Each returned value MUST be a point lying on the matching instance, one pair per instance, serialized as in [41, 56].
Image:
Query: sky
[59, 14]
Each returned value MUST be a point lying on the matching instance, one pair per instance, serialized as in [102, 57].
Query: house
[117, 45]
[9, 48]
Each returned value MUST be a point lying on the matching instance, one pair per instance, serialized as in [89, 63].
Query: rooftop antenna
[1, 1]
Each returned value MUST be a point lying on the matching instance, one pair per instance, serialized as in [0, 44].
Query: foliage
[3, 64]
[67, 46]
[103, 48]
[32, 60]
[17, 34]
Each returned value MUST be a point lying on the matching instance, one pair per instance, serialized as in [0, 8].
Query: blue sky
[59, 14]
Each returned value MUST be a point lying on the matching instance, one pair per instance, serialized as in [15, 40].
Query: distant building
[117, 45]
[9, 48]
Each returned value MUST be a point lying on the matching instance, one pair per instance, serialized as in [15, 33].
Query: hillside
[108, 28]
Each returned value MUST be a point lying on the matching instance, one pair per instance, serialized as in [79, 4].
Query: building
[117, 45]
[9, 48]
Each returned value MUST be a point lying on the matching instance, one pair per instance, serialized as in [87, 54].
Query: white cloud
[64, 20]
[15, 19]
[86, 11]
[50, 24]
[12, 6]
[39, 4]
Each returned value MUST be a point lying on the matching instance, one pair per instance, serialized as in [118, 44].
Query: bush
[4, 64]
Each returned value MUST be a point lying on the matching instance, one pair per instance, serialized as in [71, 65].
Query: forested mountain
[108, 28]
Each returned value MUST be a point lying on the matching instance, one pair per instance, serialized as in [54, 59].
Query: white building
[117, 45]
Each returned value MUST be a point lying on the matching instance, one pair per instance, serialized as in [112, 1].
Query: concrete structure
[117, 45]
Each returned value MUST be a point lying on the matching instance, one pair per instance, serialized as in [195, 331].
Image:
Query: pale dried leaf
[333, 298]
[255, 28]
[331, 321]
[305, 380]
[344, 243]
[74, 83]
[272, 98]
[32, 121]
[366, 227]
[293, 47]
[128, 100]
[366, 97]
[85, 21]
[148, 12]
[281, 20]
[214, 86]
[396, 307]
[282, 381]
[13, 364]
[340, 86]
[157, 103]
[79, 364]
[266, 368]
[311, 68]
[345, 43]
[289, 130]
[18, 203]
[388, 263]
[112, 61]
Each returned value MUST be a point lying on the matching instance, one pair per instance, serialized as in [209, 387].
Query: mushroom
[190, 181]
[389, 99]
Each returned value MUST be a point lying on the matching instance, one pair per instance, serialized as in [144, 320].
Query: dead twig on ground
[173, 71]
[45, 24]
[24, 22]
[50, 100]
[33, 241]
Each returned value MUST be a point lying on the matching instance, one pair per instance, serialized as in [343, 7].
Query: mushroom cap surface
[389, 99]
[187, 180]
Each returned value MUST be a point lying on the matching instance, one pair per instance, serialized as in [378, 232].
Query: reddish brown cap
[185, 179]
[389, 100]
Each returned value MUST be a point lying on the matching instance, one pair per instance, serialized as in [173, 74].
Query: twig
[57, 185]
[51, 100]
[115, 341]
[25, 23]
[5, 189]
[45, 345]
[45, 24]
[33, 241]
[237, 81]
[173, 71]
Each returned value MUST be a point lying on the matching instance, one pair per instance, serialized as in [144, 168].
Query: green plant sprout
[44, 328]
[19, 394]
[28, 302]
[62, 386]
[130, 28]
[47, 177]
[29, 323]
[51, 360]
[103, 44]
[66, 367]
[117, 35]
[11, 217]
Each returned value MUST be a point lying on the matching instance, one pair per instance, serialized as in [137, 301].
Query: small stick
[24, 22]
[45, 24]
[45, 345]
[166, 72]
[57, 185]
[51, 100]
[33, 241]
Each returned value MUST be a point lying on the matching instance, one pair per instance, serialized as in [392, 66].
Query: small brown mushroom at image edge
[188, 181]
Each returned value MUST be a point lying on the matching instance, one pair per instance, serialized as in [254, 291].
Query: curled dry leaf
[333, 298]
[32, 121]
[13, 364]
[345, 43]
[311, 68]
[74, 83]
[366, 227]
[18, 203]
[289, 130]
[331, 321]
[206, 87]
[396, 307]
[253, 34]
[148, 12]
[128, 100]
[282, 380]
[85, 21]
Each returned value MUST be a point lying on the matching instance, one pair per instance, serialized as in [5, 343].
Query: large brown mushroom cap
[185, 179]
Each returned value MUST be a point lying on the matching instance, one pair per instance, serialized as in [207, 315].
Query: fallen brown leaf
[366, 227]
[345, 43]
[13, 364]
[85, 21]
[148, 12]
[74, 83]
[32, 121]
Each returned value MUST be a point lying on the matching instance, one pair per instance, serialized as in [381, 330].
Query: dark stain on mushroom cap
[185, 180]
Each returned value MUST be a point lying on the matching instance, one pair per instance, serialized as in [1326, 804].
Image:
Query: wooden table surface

________________________________________

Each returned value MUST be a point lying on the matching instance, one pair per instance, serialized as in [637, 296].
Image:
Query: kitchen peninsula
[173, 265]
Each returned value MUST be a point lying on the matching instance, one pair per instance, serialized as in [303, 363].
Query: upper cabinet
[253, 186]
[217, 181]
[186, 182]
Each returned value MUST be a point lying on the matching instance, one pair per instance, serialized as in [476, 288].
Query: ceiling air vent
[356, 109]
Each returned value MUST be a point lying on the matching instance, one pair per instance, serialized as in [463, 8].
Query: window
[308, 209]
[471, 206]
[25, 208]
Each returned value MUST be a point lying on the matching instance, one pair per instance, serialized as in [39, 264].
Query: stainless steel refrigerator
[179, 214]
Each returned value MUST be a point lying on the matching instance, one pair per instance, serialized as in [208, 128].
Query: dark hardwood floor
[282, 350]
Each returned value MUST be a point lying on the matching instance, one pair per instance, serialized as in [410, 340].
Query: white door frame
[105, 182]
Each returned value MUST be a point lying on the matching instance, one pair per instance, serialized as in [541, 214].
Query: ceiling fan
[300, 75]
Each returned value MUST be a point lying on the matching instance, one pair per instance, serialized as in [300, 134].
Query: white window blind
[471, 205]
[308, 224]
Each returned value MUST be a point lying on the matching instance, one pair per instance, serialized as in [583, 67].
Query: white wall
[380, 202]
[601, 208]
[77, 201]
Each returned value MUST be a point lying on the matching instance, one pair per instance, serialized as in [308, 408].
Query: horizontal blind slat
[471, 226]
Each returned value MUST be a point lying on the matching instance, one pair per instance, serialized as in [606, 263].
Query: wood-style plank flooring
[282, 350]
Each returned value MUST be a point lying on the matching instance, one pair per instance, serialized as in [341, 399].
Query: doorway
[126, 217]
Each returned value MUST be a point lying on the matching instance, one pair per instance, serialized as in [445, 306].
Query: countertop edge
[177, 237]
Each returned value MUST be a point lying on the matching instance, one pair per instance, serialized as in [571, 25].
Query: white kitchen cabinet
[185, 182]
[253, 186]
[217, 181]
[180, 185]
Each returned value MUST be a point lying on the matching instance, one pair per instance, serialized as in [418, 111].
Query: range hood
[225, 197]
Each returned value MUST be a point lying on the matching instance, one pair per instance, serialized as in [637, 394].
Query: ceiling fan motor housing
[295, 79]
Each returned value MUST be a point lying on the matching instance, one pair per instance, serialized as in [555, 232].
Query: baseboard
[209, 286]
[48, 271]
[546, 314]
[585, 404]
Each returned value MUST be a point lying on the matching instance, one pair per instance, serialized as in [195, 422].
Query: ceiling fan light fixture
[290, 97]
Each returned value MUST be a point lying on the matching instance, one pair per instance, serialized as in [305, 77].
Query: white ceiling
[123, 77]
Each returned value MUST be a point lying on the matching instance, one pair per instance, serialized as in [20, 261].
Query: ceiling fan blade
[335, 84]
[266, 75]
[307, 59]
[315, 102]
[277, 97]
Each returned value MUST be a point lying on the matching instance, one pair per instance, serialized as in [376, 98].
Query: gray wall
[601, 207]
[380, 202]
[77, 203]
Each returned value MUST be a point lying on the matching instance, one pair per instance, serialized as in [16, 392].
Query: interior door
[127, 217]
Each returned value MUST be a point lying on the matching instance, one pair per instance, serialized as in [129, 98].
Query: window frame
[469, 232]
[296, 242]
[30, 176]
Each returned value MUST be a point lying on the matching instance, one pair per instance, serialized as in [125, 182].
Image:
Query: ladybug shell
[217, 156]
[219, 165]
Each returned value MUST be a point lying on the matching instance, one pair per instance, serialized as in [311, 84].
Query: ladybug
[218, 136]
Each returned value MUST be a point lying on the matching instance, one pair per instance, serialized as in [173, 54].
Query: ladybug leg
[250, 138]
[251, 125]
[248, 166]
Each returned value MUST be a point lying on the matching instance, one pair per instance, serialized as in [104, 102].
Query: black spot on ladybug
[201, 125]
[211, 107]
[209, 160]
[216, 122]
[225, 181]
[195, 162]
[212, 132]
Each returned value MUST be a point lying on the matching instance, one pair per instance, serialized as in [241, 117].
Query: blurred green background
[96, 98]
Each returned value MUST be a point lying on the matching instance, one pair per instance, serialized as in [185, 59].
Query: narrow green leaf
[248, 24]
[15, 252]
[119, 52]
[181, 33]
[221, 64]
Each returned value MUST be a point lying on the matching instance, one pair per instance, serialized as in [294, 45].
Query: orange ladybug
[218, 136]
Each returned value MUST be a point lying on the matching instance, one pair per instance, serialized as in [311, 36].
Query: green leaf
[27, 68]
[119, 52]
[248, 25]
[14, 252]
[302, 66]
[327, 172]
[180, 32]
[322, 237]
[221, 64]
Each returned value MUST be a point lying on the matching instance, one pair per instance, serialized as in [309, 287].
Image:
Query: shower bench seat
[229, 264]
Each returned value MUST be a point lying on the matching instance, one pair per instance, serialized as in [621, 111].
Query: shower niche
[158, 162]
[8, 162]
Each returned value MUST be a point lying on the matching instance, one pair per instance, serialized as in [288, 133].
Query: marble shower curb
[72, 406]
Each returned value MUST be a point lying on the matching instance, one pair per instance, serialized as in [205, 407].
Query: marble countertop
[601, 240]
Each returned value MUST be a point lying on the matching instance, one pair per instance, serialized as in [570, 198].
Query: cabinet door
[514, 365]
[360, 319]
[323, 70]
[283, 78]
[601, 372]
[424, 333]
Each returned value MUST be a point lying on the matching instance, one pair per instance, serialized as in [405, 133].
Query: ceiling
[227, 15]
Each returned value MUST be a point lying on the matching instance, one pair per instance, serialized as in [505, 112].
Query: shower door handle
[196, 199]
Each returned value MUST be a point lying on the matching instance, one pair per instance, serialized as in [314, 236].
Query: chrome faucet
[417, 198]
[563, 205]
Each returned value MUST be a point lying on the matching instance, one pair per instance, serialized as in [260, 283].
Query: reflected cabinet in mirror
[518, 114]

________________________________________

-- REQUIREMENT --
Write out again, word for word, the part that starts with the line containing "in [207, 315]." and ends with the line containing "Query: wooden table surface", including both of those lines.

-- EXERCISE RESULT --
Each returned value MUST be a point lying on the matching instance, one pair per instance, serialized as in [207, 315].
Query: fallen brown leaf
[366, 227]
[345, 43]
[13, 364]
[85, 21]
[148, 12]
[74, 83]
[32, 121]
Each returned value MUST be a point lying on the matching instance, one pair per instance, serialized as in [381, 330].
Query: dark stain on mushroom cap
[185, 180]
Each returned value MUST be a point lying on the matching instance, one pair per instance, serialized as in [1326, 804].
Image:
Query: wooden table surface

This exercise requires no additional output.